▶ **TASK GOAL**:
From the records that follow, give the number of lines that include the word "bank", with no further words.

▶ **RECORDS SUPPLIED**:

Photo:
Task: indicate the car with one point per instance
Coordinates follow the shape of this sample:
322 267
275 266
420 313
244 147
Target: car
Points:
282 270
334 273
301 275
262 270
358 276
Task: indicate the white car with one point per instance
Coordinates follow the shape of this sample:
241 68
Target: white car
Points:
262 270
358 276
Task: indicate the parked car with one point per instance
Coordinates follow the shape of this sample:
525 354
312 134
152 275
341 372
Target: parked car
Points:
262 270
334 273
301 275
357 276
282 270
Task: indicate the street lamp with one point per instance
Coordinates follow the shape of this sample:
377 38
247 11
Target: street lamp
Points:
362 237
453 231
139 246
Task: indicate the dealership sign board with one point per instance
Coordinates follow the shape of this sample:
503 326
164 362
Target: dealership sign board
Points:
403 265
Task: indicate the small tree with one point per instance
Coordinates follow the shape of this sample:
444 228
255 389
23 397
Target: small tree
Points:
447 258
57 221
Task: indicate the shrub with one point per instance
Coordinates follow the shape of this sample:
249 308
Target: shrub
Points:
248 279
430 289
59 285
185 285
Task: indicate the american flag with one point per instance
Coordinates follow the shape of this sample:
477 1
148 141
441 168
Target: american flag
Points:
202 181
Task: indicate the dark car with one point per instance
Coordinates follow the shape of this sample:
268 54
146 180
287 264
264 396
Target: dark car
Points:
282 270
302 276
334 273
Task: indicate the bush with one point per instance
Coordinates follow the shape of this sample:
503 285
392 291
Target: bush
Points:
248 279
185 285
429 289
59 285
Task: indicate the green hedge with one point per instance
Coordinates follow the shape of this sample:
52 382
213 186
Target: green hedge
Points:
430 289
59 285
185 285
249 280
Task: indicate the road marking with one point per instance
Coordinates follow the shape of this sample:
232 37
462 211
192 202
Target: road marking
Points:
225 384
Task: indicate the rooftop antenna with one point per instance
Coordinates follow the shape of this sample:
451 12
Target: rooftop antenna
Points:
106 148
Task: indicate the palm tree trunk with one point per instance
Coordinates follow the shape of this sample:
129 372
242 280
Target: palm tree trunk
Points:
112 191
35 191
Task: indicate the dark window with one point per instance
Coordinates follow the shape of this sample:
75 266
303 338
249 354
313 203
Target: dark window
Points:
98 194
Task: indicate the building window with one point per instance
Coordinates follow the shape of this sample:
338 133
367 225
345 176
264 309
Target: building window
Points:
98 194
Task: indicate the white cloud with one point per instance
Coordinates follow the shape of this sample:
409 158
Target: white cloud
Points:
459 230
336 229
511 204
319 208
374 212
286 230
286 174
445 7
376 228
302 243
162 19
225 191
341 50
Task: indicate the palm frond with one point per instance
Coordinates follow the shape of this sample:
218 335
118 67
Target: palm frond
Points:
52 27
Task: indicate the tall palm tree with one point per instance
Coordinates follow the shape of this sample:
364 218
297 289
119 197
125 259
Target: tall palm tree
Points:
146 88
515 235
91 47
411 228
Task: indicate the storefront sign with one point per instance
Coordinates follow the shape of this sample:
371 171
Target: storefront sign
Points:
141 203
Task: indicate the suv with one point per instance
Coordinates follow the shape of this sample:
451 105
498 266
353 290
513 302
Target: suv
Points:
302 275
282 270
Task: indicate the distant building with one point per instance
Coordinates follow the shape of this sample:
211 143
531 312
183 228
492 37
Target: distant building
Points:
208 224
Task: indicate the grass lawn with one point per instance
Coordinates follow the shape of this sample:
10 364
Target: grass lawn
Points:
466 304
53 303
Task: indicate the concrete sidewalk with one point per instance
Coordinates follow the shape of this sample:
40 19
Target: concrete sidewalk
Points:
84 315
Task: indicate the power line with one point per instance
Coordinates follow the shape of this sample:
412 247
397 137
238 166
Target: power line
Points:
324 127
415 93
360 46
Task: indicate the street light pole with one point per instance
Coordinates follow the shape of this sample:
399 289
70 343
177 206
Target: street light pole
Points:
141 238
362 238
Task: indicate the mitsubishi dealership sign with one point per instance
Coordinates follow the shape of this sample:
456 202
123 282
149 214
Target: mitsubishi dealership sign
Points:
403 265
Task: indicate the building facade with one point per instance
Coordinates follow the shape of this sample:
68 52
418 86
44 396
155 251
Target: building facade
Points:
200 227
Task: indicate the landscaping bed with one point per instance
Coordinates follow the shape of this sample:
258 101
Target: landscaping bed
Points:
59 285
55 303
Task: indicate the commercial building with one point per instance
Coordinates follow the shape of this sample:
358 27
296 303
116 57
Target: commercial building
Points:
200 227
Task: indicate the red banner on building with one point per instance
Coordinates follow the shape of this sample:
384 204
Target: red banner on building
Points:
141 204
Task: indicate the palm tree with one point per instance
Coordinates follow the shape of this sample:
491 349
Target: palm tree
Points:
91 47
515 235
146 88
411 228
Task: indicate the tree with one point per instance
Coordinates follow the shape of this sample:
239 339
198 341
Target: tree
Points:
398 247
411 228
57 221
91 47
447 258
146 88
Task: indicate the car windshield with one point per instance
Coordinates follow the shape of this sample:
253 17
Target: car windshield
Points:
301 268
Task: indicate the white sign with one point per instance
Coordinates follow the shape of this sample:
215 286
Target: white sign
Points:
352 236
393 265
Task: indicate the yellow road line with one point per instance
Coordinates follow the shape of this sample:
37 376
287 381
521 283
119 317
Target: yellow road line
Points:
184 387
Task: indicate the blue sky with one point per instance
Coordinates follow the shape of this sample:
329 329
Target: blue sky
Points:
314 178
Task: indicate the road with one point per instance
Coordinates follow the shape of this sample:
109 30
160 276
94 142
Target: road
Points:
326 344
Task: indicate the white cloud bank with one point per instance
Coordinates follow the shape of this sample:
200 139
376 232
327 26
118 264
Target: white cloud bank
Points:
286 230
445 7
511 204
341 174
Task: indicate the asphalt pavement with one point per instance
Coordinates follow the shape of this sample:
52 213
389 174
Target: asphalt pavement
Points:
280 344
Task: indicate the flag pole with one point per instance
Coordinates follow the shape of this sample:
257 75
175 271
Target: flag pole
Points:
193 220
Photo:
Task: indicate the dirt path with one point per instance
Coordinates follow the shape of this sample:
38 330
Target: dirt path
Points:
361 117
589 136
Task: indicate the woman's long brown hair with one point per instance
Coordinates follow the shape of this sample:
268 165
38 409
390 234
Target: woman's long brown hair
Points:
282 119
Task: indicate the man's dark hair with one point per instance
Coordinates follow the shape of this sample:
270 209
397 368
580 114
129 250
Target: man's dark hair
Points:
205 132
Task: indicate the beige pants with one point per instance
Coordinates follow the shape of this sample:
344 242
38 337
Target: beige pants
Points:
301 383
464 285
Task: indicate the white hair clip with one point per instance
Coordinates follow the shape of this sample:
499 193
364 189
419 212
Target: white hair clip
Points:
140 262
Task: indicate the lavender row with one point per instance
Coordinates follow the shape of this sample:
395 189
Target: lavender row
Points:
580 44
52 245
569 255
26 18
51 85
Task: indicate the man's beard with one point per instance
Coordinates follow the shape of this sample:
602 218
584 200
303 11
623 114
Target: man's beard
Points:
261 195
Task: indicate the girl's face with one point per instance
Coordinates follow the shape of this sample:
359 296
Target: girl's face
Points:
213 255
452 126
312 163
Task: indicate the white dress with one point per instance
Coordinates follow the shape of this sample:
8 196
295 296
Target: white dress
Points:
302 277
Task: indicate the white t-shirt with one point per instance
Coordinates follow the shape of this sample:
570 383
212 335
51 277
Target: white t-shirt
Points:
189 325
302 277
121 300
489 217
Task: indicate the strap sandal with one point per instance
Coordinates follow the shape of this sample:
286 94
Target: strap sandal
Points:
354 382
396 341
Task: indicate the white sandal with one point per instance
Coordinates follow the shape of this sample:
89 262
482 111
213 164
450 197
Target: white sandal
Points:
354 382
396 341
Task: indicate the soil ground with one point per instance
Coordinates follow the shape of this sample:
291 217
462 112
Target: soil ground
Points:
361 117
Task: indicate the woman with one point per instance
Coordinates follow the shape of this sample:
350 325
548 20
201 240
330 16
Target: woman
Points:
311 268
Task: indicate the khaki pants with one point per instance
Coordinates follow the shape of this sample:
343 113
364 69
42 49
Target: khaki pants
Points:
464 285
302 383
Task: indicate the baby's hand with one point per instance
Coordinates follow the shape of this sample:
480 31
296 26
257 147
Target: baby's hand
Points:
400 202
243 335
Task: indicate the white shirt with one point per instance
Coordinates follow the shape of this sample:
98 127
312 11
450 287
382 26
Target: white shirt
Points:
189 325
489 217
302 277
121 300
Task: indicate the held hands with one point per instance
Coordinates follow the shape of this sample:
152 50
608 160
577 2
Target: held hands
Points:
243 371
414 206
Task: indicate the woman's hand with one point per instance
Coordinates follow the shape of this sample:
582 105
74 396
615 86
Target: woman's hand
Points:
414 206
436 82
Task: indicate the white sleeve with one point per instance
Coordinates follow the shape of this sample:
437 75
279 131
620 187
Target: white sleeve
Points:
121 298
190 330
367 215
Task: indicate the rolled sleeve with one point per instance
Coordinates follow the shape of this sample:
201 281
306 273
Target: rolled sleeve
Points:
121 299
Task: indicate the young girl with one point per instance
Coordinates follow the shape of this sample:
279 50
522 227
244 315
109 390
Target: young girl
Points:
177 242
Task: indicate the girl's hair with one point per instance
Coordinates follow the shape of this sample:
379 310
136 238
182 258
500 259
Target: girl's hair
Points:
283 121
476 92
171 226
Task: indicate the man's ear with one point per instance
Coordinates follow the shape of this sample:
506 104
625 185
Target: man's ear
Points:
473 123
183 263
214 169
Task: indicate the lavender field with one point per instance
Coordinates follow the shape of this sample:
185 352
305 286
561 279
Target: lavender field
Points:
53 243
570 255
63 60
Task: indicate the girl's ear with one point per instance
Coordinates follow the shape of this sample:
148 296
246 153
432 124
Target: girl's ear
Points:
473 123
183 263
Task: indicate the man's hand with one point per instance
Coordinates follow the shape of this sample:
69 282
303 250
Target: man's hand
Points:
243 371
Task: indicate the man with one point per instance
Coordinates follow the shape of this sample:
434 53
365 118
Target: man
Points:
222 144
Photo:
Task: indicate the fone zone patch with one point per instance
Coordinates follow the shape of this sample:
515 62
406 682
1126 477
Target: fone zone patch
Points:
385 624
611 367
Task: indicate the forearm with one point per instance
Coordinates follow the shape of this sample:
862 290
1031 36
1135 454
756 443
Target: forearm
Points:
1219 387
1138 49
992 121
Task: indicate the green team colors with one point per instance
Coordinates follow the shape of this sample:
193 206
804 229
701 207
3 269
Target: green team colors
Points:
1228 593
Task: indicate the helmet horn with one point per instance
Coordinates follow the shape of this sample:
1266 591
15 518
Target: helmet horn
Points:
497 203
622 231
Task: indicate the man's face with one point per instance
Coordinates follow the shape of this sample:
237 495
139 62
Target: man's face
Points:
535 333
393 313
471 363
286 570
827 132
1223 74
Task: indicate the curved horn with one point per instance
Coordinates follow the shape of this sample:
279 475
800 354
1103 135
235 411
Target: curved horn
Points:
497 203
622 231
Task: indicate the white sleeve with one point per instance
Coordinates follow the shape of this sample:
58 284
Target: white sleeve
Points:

▶ **SOLVED PROBLEM**:
2